*EXCERPT*
--*--

Dissertations, Theses, and Capstone Projects

Date of Degree

6-2014

Document Type

Dissertation

Degree Name

Ph.D.

Program

Business

Advisor

Joseph Weintrop

Advisor

Carol Marquardt

Subject Categories

Accounting

Keywords

Clawback, Earnings Management, Non-GAAP, Pro forma, Regulation, Voluntary Disclosure

Abstract

Essay1: The U.S. Securities and Exchange Commission (SEC) issued new Compliance and Disclosure Interpretations (CDI) in 2010, relaxing enforcement of Regulation G and Regulation S-K. The nonbinding nature and opaque procedures behind interpretive guidance cast doubt as to whether SEC staff interpretations changed a firm's voluntary disclosure. In this paper, I find that firms more frequently disclose non-GAAP earnings after the issuance of new CDI, suggesting that nonbinding SEC staff interpretations influence corporate disclosure practice. Compared to the pre-CDI period, non-GAAP exclusions are of higher quality in the post-CDI period. The exclusion quality of firms who started to disclose non-GAAP earnings in the post-CDI period is of higher than that of firm who frequently disclose non-GAAP earnings in both the pre- and post-CDI periods. These results suggest that relaxed interpretive guidance of non-GAAP regulations reduced the cost of non-opportunistic disclosure, resulting in more frequent and higher quality non-GAAP earnings disclosures in the post-CDI period. In addition, I find that such a relation exists among firms with high corporate board independence. Consistent with higher non-GAAP exclusion quality in the post-CDI period, the frequency of exceeding analyst forecasts using positive exclusions is lower in the post-CDI period. This paper contributes to the voluntary disclosure and regulation literatures by providing empirical evidence that SEC interpretative guidance is effective in shaping firms' disclosure practices, and that relaxed guidance both expanded the disclosure and improved the quality of accounting information.

--*--

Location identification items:
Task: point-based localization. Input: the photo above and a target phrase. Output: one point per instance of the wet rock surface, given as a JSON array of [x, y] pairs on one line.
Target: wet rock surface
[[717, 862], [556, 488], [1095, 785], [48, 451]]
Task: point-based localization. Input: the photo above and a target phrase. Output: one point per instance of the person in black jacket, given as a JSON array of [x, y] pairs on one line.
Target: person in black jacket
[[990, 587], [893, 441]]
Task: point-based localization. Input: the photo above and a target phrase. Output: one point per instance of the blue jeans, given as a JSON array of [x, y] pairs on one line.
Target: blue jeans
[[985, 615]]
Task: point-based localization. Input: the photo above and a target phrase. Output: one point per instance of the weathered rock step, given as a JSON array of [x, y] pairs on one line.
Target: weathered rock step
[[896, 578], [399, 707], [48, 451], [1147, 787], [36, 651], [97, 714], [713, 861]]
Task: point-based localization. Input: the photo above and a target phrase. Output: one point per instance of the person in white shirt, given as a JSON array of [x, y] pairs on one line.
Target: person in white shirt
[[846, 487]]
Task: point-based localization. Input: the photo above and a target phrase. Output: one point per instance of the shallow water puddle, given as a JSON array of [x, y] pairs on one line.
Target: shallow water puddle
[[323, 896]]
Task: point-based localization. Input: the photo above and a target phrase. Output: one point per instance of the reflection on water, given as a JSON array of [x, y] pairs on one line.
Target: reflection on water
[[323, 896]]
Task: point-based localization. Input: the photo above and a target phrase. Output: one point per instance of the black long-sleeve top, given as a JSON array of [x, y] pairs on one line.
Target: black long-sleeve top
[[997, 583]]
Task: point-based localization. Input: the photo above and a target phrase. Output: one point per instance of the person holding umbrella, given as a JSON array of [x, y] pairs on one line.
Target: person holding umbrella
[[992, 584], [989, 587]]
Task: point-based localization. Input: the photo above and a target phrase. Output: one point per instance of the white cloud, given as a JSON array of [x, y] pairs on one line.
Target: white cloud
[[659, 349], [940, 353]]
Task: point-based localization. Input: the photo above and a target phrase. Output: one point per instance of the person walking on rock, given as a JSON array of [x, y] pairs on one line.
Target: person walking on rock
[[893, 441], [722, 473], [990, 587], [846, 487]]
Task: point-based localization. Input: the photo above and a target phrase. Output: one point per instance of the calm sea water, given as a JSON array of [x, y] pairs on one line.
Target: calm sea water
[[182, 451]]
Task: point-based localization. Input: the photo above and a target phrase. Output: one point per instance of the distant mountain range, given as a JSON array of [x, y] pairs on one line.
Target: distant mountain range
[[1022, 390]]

--*--

*WHAT TO WORK ON*
**A)** Report how many lines of the records contain the string "weathered", giving only the number.
**B)** Resume the dissertation abstract on non-GAAP earnings disclosure from the point where it stops.
The dissertation abstract and the records have no connection to each other.

*SET OF ANSWERS*
**A)** 2

**B)**
Essay 2: In this paper, I examine the effect of voluntary adoption of clawback provision on non-GAAP earnings disclosures. The extant literature documents that the voluntary adoption of clawback provisions improves financial reporting quality by increasing the costs of misstating GAAP earnings. However, managers may respond to perception of reduced discretion over GAAP reporting by increasing their reliance on non-GAAP earnings disclosures. I find that managers more frequently disclose non-GAAP earnings after the voluntary adoption of clawback provisions, relative to a propensity-matched sample of control firms. In addition, I find that the quality of non-GAAP earnings exclusions deteriorates after voluntarily adopting clawbacks, consistent with a more opportunistic use of non-GAAP reporting. My results extend the growing literature on clawback adoption and suggest that the improvement in GAAP reporting quality associated with clawbacks may be achieved at the expense of deterioration in the quality of non-GAAP earnings. This unintended consequence has implications related to the mandatory adoption of clawbacks required under the Dodd-Frank Act of 2010.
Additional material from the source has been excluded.